== RECORDS PROVIDED ==
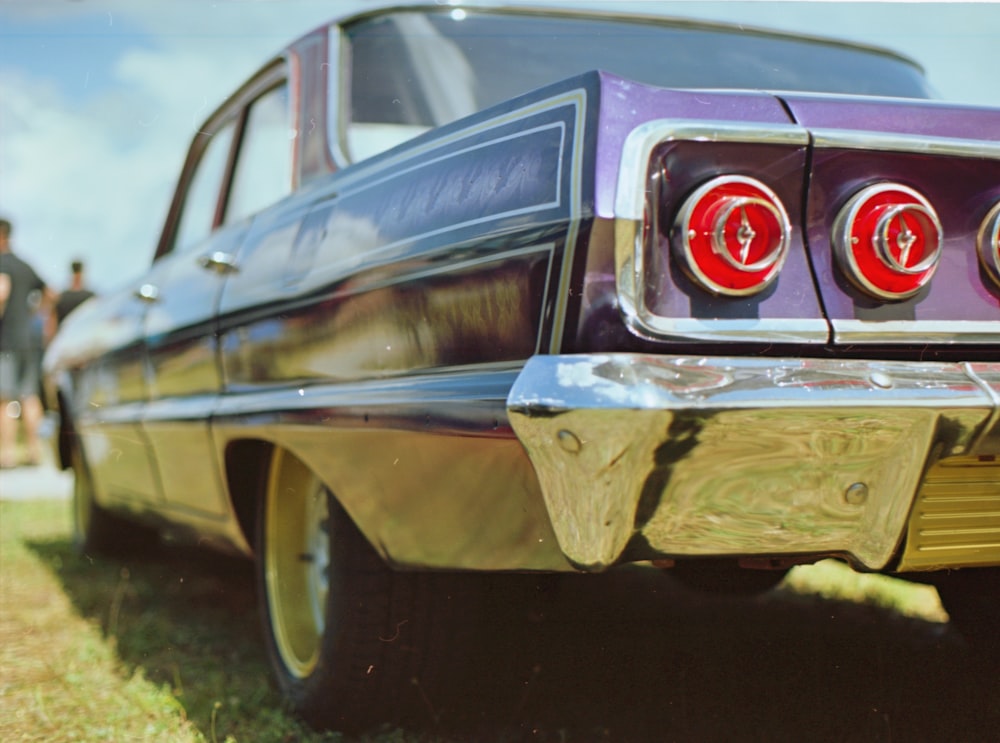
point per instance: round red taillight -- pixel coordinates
(732, 235)
(887, 239)
(989, 243)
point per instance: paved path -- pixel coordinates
(41, 482)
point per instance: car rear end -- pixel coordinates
(784, 342)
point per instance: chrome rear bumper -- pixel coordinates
(685, 456)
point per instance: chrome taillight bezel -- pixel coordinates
(988, 243)
(868, 260)
(697, 245)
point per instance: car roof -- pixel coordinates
(607, 10)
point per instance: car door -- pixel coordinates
(244, 166)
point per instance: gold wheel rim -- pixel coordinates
(296, 562)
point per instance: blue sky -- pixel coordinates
(99, 98)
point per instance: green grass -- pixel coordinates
(101, 650)
(169, 648)
(835, 580)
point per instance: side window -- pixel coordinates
(202, 197)
(263, 173)
(405, 77)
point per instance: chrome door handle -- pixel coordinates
(147, 293)
(219, 261)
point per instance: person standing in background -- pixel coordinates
(18, 368)
(74, 296)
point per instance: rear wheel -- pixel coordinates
(353, 643)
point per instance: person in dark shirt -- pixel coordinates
(74, 296)
(18, 368)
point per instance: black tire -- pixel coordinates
(972, 599)
(353, 643)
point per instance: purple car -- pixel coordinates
(445, 292)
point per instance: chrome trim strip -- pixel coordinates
(905, 143)
(774, 330)
(916, 331)
(630, 197)
(489, 383)
(630, 201)
(738, 456)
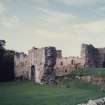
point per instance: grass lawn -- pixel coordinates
(27, 93)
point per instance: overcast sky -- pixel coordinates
(65, 24)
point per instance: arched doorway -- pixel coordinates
(104, 64)
(33, 73)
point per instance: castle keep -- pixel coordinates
(41, 65)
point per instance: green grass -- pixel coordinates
(66, 93)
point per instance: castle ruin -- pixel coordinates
(41, 65)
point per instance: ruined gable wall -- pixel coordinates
(65, 65)
(21, 66)
(90, 55)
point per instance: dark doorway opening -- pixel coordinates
(32, 72)
(104, 64)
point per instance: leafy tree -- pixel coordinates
(6, 63)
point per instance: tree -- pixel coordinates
(6, 63)
(2, 49)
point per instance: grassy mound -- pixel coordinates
(92, 71)
(66, 93)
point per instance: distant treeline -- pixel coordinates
(6, 63)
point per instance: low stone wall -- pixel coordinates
(97, 80)
(100, 101)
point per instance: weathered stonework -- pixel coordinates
(37, 66)
(42, 64)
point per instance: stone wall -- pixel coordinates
(38, 65)
(91, 56)
(65, 65)
(100, 101)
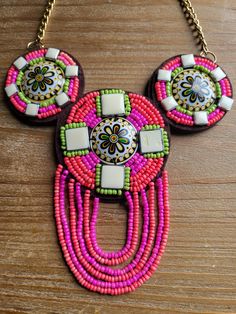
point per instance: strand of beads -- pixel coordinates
(113, 258)
(86, 275)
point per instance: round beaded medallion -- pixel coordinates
(114, 140)
(192, 92)
(111, 145)
(42, 82)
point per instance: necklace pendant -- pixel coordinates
(42, 82)
(192, 92)
(112, 146)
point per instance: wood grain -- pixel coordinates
(119, 43)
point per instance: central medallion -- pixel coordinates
(42, 81)
(194, 90)
(114, 140)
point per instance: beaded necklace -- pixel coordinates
(113, 145)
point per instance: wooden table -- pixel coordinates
(119, 43)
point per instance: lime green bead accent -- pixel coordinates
(112, 91)
(180, 109)
(98, 106)
(218, 90)
(211, 109)
(47, 102)
(66, 85)
(150, 127)
(168, 89)
(73, 153)
(61, 64)
(165, 148)
(23, 98)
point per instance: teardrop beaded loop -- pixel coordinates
(41, 83)
(112, 145)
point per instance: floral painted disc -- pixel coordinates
(112, 141)
(42, 82)
(192, 92)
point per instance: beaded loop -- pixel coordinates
(192, 92)
(90, 177)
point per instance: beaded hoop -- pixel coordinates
(192, 92)
(42, 82)
(118, 119)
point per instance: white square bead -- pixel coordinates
(62, 99)
(164, 75)
(32, 110)
(112, 177)
(11, 89)
(225, 103)
(77, 138)
(218, 74)
(20, 63)
(151, 141)
(169, 103)
(52, 53)
(72, 70)
(188, 60)
(112, 104)
(200, 118)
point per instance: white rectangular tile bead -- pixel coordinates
(32, 110)
(164, 75)
(20, 63)
(218, 74)
(151, 141)
(225, 103)
(52, 53)
(112, 104)
(72, 70)
(62, 99)
(77, 138)
(169, 103)
(188, 60)
(200, 118)
(112, 177)
(11, 90)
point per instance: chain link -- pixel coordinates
(38, 42)
(193, 22)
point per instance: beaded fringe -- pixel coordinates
(92, 266)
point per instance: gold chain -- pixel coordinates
(196, 28)
(38, 42)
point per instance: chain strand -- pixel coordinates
(193, 22)
(38, 42)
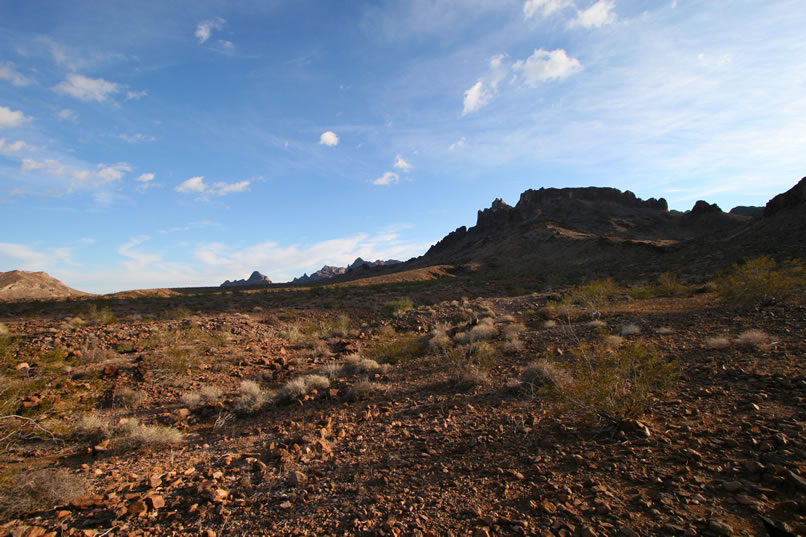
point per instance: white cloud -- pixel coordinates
(136, 95)
(476, 97)
(14, 147)
(205, 28)
(7, 72)
(546, 66)
(49, 166)
(544, 7)
(23, 257)
(197, 184)
(459, 144)
(67, 114)
(402, 164)
(11, 118)
(595, 16)
(137, 138)
(194, 184)
(329, 138)
(87, 89)
(388, 178)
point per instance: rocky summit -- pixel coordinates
(256, 278)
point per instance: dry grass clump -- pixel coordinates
(128, 398)
(129, 434)
(299, 387)
(207, 396)
(439, 338)
(717, 342)
(543, 373)
(483, 331)
(752, 338)
(40, 490)
(630, 330)
(251, 398)
(363, 390)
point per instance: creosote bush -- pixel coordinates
(762, 281)
(251, 398)
(613, 383)
(396, 307)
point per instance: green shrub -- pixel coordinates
(612, 383)
(396, 307)
(761, 281)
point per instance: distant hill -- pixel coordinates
(256, 278)
(24, 285)
(328, 271)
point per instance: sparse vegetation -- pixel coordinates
(40, 490)
(761, 281)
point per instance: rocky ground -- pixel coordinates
(410, 447)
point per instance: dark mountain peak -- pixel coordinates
(256, 278)
(794, 197)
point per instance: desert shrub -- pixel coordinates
(362, 390)
(761, 281)
(717, 342)
(543, 374)
(754, 338)
(207, 396)
(300, 386)
(251, 398)
(401, 348)
(131, 435)
(128, 398)
(613, 384)
(630, 330)
(39, 490)
(396, 307)
(666, 284)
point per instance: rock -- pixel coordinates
(296, 478)
(732, 486)
(156, 501)
(720, 527)
(626, 531)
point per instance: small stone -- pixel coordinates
(156, 501)
(628, 532)
(732, 486)
(720, 527)
(137, 508)
(297, 478)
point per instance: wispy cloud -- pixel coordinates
(8, 72)
(388, 178)
(12, 118)
(205, 28)
(198, 186)
(329, 138)
(87, 89)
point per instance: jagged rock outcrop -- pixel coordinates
(327, 271)
(748, 210)
(792, 198)
(256, 278)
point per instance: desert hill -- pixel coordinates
(25, 285)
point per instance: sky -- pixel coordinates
(170, 144)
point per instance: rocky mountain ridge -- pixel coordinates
(256, 278)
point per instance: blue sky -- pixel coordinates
(154, 144)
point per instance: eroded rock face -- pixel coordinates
(793, 198)
(256, 278)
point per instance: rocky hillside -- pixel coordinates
(255, 279)
(577, 232)
(24, 285)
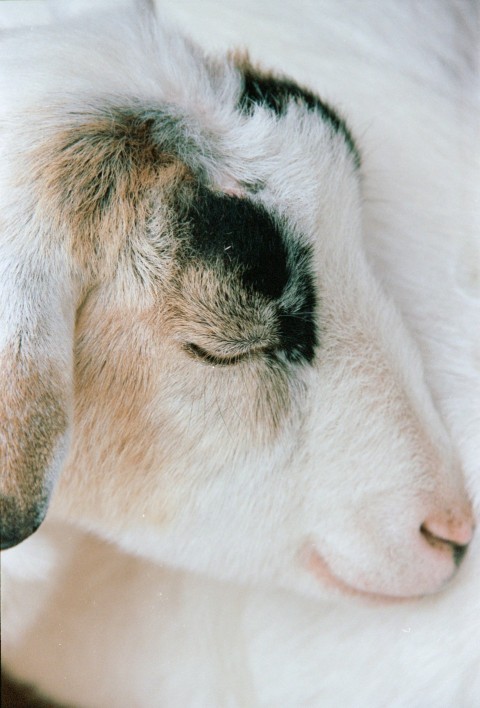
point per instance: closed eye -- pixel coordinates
(214, 359)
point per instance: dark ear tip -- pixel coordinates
(16, 527)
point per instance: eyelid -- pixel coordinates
(214, 359)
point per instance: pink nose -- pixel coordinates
(449, 530)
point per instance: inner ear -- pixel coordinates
(99, 175)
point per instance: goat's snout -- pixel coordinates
(449, 531)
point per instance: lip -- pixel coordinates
(317, 566)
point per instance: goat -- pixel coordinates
(201, 365)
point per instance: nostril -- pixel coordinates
(458, 553)
(448, 534)
(449, 529)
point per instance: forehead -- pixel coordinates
(262, 260)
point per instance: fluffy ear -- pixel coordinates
(36, 331)
(63, 228)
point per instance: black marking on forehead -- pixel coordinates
(246, 238)
(275, 93)
(242, 234)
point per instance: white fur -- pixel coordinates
(414, 113)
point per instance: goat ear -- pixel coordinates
(36, 323)
(87, 184)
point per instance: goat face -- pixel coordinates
(241, 398)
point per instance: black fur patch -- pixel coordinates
(276, 92)
(245, 237)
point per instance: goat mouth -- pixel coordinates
(317, 566)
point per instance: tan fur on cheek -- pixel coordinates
(113, 474)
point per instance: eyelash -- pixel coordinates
(199, 353)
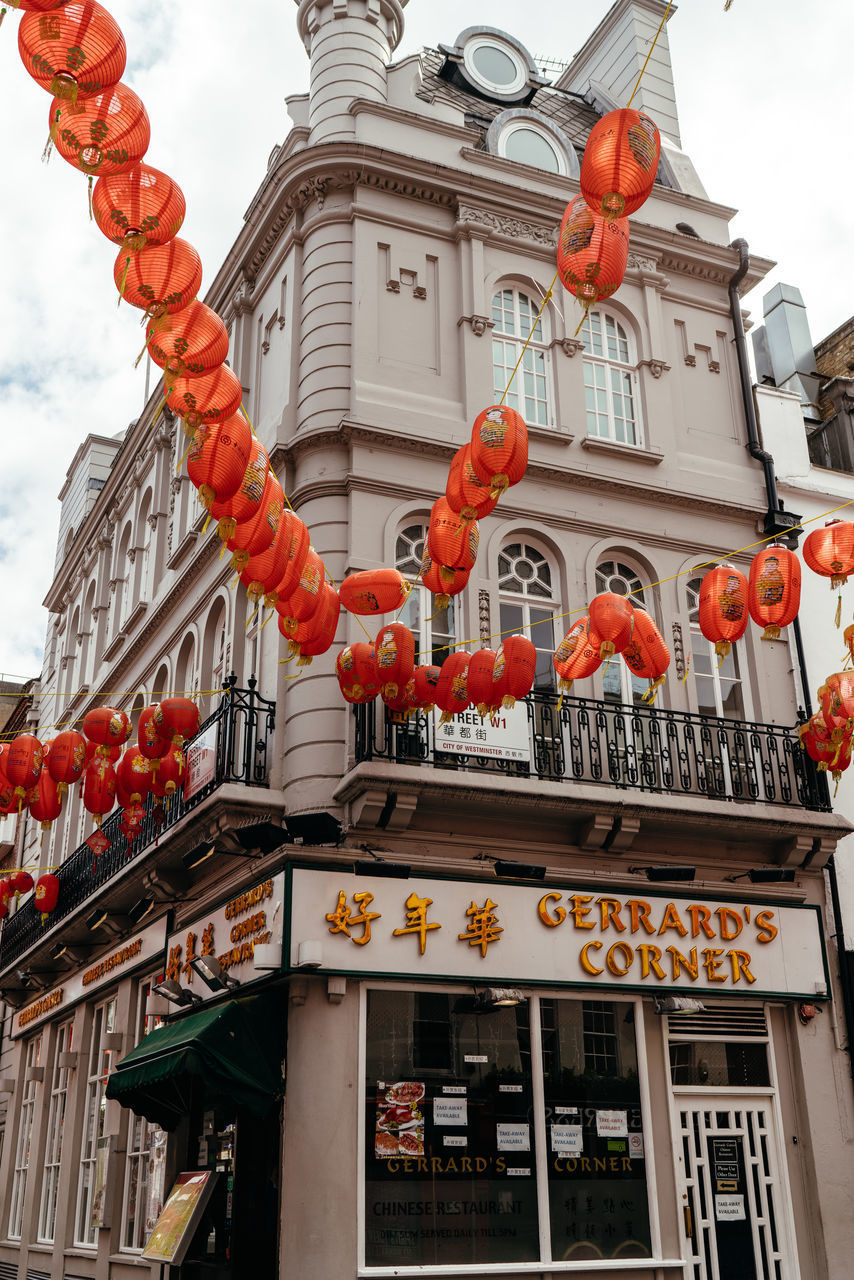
===
AIM OF THE TASK: Pick out every line in the rows above that contains the word "doorway" and copy each one.

OUTPUT OF THE TASK:
point per instance: arched doorway -- pixel coordinates
point per instance: dark doorway opening -- pixel coordinates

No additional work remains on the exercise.